> **What is needed**
Copy the data below word for word, keeping every line as it stands.

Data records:
- - - - - - -

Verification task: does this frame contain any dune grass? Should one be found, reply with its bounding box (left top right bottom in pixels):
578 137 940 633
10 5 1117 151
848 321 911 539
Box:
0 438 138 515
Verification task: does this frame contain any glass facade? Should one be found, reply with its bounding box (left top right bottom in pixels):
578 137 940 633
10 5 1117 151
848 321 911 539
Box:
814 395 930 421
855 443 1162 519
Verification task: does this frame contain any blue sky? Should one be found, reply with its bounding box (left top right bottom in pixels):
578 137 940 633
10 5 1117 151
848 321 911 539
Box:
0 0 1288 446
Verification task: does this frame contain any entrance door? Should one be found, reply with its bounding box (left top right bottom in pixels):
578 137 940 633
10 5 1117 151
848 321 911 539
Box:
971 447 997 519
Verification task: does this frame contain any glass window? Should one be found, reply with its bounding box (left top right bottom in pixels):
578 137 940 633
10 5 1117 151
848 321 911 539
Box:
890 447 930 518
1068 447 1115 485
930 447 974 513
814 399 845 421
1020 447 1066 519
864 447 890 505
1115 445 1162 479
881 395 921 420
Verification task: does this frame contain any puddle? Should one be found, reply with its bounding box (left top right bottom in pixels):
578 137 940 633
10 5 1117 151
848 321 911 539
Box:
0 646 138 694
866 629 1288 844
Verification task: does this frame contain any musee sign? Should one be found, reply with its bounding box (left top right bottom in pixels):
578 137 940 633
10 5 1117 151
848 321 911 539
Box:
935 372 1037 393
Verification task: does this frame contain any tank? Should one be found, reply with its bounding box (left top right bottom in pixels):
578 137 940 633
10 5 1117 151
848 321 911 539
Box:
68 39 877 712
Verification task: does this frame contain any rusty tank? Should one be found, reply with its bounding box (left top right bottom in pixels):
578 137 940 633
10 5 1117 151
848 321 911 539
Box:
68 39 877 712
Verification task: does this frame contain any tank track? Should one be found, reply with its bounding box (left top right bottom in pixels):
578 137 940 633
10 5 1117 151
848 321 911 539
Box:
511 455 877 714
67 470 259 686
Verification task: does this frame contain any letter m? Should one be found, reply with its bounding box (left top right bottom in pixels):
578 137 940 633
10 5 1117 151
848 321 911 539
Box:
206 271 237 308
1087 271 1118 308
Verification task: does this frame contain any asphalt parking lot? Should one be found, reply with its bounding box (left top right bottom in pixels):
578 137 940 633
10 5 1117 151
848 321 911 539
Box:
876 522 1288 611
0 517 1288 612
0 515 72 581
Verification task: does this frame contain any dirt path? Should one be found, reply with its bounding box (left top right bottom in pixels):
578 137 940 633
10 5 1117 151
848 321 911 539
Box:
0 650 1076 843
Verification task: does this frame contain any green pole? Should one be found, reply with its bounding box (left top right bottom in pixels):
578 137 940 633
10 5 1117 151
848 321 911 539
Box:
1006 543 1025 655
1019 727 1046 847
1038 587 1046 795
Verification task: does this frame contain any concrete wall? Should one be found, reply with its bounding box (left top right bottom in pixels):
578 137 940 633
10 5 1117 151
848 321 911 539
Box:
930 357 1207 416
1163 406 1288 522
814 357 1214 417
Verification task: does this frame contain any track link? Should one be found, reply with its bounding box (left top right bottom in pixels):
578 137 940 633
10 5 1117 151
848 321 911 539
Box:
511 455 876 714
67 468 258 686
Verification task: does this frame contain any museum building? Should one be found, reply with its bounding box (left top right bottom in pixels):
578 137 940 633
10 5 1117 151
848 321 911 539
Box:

- - - - - - -

> **The reply**
Verification task: does this frame contain any dune grass? Should one be found, reply with its bounding box (left top right bottom in pixels):
578 137 940 633
10 5 1117 151
848 321 911 539
Box:
0 438 138 515
Verification task: does this frame contain any glass facade? Should one be found, reply with its bounding box (left top right bottom in pixels):
578 137 940 633
10 5 1117 151
848 321 911 539
Box:
814 395 930 421
855 443 1162 519
Verification task: does this frame contain any blue sky? Should one be found, reply with its bounding box (left top right bottom in pixels):
578 137 940 633
10 5 1117 151
848 321 911 539
Box:
0 0 1288 446
Verification task: does this frame contain any entrance door? Should one be found, reply with its bounding box (left top right bottom in pixels):
578 137 940 633
10 5 1117 151
848 321 911 539
Box:
971 447 997 519
Verification task: does this frame contain any glass window? Should one be found, reply with its bounding box (left top right bottom in pixels):
578 137 940 633
10 5 1117 151
848 321 911 539
Box:
890 447 930 518
1068 447 1115 485
930 447 974 513
814 399 845 421
1020 447 1066 519
864 447 890 505
1115 445 1162 479
881 395 921 420
Verification task: does this frame contain any puddle? Should one be found, reply with its bounding box (left top right bottom in pixels):
578 137 940 633
10 5 1117 151
848 321 911 539
Box:
0 646 138 694
866 629 1288 844
Verification task: does this frame contain any musee sign? Should one be found, reply with its bounding box (left top right bottom in pixels):
578 137 940 633
10 5 1117 151
848 321 911 539
Box:
935 372 1037 393
Verification task: does this frame contain any tank? Should one be found, reply with its bounding box (left top right bottom in pixels):
578 137 940 633
10 5 1117 151
848 321 911 539
Box:
68 39 877 712
Verification task: does this frame contain any rusty tank? Should one be found, reply with its bounding box (left top right bottom in pixels):
578 137 940 633
10 5 1117 151
848 321 911 539
Box:
68 39 877 712
Verification task: does this frame contain any tank track? Should one be found, reply with its bounding box (left top right bottom in pixels):
578 137 940 633
10 5 1117 151
848 321 911 539
Box:
511 455 877 714
67 470 259 686
Verification task: does this frame contain any letter m? Should one be found, reply with its bounding box (left top right bottom in pixels):
578 137 940 633
10 5 1117 151
848 321 911 539
Box:
206 271 237 308
1087 271 1118 308
Verification task: does this frame contain any asphalt parking lot? Should one be found, reply with its bounding box (left top right bottom in pixels):
578 137 940 633
10 5 1117 151
848 321 911 539
Box:
876 522 1288 611
0 517 1288 612
0 515 72 581
Verification task: does this frame contain any dirt path? Should one be found, reply with its bounding box (left top right bottom in pixels):
578 137 940 633
10 5 1117 151
848 321 911 539
Box:
0 650 1076 843
Verification task: does this frame contain any green pole? Should one be found, reply with its bounding box (left top right bottom in pixels):
578 137 940 633
10 5 1117 151
848 321 911 539
Box:
1006 543 1025 655
1019 727 1046 847
1038 587 1046 795
Verification task: does this frame contain any concrete wall? Should one be found, reply with its bounding box (left top right bottom in pixels):
578 137 940 633
10 5 1117 151
848 321 911 539
Box:
930 357 1207 416
1163 406 1288 522
814 357 1214 417
Verification task: does this frame contain any track link? Should one be found, reply with its bounding box (left top right bottom in pixels):
578 137 940 633
10 5 1117 151
848 321 911 539
Box:
511 455 876 714
67 468 258 686
Verification task: does this frame contain any museum building? Should one be found, reply with its bounding box (left top right bottom in pixels):
578 137 940 633
10 5 1117 151
848 321 911 539
Box:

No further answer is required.